# Excerpt
——

There seems to be a deep, continual desire among Catholics to get more out of Mass. Bookstores abound with missals, devotional literature, liturgical companions, and more systematic book-length works, all aimed at deepening our personal appreciation of and entry into worship. We feel in our bones the objective perfection available in the Eucharist, the “source and summit” of our faith, and yet we often feel convicted about how anemic our participation can be. Distractions abound, duties encroach, and it can be downright difficult to find a reverently celebrated Mass with a good homily.

And that’s not to mention the difficulties that come with certain states in life. For young mothers, there is about a twenty-year period during which Mass can feel more like a three-ring circus than a solemn act of adoration. Simply getting through the Eucharistic prayer without a crying bout can be a victory, to say nothing of the guilt that attends choosing not to enter the cry room with all its terrifying eventualities (Let the Cheerio smashing begin!). So where does that leave us? Should we simply despair of ever entering deeply into Mass and just place all our eggs in the basket marked, “to be completed in the heavenly liturgy”?

An element of liturgical worship that we often overlook is the way in which it cultivates virtue, particularly religion, the virtue whereby we render what is due to God. By religion we recognize that we stand before God infinitely indebted to him as our Creator and Ultimate End. There is no way to get square with God. Our lives pulsate with the gratuity of his loving choice to create us in order that we might share in his divine life. Because of this, we stand rooted “Under the Mercy.” This need not be cause for distress, though, because our posture as beggars, when recognized and lived intentionally, becomes infinitely ennobling. This is precisely what religion and liturgical worship are intended to effect.

——

# Extracted material

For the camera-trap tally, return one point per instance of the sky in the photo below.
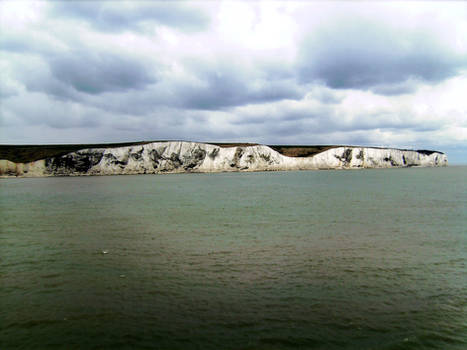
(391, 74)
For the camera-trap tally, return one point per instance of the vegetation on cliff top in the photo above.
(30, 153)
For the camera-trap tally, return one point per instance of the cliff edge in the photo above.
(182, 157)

——

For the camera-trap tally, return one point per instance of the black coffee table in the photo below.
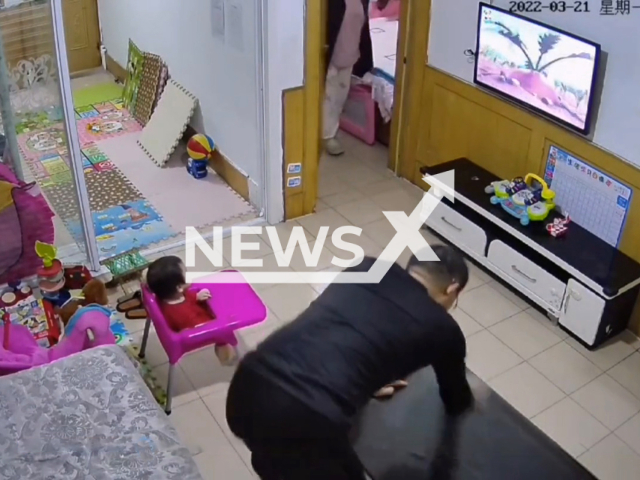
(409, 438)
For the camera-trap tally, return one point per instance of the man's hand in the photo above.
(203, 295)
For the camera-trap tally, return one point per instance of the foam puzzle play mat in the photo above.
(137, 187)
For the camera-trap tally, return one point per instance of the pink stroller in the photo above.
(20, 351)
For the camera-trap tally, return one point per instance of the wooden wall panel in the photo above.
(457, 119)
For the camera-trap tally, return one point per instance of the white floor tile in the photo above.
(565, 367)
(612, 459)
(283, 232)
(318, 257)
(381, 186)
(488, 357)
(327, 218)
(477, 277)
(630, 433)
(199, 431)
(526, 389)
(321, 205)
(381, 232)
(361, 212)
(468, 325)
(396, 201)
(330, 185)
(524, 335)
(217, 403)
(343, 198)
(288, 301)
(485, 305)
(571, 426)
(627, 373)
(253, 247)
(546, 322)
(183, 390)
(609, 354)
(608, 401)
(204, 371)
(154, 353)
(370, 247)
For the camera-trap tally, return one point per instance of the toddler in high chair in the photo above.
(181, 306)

——

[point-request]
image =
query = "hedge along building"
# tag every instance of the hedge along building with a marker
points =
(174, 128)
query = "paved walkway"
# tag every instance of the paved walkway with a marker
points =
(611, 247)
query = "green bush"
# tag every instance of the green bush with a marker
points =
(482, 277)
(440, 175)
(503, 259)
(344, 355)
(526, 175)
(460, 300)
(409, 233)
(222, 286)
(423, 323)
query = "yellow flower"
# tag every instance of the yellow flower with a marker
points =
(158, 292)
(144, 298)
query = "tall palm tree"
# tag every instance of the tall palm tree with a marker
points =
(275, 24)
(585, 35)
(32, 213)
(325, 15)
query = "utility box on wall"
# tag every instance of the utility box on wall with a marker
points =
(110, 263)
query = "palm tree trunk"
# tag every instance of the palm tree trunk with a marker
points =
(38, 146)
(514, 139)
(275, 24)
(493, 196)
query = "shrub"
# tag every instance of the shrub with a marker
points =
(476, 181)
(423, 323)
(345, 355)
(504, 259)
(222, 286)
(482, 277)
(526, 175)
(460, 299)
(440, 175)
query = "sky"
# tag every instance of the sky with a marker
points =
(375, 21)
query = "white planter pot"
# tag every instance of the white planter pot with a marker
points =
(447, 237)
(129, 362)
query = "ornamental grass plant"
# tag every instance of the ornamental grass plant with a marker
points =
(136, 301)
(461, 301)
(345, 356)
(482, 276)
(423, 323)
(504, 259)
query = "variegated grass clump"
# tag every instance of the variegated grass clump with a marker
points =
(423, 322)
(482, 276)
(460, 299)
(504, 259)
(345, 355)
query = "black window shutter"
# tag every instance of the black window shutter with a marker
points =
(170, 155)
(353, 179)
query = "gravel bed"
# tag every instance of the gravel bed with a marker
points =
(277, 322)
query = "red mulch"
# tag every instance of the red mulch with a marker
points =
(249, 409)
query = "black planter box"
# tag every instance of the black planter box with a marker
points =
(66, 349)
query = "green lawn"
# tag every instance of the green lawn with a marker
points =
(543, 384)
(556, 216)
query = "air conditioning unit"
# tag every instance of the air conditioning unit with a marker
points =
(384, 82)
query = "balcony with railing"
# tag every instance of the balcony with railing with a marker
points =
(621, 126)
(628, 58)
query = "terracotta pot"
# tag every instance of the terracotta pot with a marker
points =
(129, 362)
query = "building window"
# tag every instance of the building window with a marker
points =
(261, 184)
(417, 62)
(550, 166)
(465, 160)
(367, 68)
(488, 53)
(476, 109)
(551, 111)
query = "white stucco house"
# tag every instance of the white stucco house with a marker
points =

——

# Set task
In the text on getting more out of Mass, why does it say we stand rooted "Under the Mercy"? Explain in one to three sentences.

# Exercise answer
We stand rooted "Under the Mercy" because our lives pulsate with the gratuity of God's loving choice to create us so that we might share in his divine life. We are infinitely indebted to him as our Creator and Ultimate End, and there is no way to get square with him.